**WHAT IS ASKED:** Copy the records word for word, from the very first line through the line holding "884), (548, 779)]", with that line included.

**WORKING DATA:**
= = = =
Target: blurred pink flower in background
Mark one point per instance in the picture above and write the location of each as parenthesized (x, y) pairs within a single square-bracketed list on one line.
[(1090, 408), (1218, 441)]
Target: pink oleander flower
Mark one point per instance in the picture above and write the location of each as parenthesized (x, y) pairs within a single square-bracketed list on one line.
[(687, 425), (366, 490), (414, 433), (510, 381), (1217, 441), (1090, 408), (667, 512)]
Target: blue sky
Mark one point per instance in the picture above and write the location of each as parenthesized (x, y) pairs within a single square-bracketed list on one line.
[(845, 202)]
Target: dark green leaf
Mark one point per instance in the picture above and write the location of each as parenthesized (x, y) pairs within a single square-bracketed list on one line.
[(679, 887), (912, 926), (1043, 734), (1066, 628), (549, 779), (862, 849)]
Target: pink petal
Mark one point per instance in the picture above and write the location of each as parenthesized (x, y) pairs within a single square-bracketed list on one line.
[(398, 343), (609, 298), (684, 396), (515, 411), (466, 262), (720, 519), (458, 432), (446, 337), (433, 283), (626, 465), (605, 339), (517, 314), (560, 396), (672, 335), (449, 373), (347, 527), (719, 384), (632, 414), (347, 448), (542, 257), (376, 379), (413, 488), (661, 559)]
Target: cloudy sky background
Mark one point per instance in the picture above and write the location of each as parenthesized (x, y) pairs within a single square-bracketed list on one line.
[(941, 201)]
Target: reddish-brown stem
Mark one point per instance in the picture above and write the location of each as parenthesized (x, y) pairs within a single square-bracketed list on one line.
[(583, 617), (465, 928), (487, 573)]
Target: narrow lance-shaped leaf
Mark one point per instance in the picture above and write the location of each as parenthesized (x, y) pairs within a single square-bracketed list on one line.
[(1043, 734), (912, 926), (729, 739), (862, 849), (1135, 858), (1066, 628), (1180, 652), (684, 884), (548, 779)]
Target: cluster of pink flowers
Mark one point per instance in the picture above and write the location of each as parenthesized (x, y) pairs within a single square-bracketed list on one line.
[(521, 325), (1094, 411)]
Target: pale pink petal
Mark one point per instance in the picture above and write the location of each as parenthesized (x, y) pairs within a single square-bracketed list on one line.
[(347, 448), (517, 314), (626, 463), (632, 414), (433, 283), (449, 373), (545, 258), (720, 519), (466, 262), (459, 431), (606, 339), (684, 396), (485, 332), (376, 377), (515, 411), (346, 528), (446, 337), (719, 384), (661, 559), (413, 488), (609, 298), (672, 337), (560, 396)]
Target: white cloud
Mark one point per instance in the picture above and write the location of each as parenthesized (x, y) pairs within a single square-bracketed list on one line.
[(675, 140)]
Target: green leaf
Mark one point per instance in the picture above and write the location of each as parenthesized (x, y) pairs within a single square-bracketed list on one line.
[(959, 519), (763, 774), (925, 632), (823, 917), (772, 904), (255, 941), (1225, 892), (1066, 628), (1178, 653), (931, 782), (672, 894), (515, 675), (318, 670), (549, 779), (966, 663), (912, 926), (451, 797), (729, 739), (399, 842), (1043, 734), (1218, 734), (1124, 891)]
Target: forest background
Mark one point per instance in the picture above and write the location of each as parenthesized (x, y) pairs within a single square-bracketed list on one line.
= = = =
**COMPLETED TASK:**
Target: blurred pink flower in background
Mark one point per instance in the picture above and write the location of each as parenthesized (x, y) pairs within a single square-bracketed list on one line.
[(1090, 408), (1218, 441)]
Target: pink oleander flower
Mark one point per instance in the picture above and write the location of each as parenthesized (x, y) pairs within a single square-bracketed list on one line.
[(687, 425), (366, 490), (414, 433), (510, 381), (1217, 441), (1090, 408), (667, 512)]
Target: blue sky
Mark one point per instance in the picture above and write the location of each as parenthesized (x, y) pairs within a single square-bracketed list on one line.
[(845, 202)]
Target: dark green leaf
Mark one point per instance in the picture above and write the location of each as parenthesized (x, y) pairs within a single square-bracketed list on one line.
[(679, 887), (912, 926), (1043, 734), (1066, 628), (549, 779), (862, 849)]
Target: pink petal
Mark one point per instance in the picture above and write the location of each as parenthesized (x, y) pairs within a single square-bracketed list on one line.
[(398, 343), (609, 298), (684, 396), (515, 411), (466, 262), (720, 519), (458, 432), (446, 337), (433, 283), (626, 465), (605, 339), (517, 314), (560, 396), (672, 335), (449, 373), (347, 527), (719, 384), (632, 414), (347, 448), (542, 257), (376, 379), (413, 488), (661, 559)]
Target: cloudy sky background
Mark one point per instance in the picture above and write the location of each as parenthesized (x, y) pairs within a single square-bracketed list on one line.
[(941, 201)]
Target: reddish-brown stem
Mark one point per instance in the picture above and write the location of each as parenthesized (x, y) pairs within a single square-bracketed list on one line.
[(583, 617), (465, 928), (487, 573)]
Target: narrow lance-shaped leaf
Mark one point per instance in the picture above and write the location of each as parenthesized (x, y) pairs within a single square-bracketed list on one line.
[(1043, 734), (912, 926), (729, 739), (862, 849), (1135, 858), (1066, 628), (1180, 652), (684, 884), (548, 779)]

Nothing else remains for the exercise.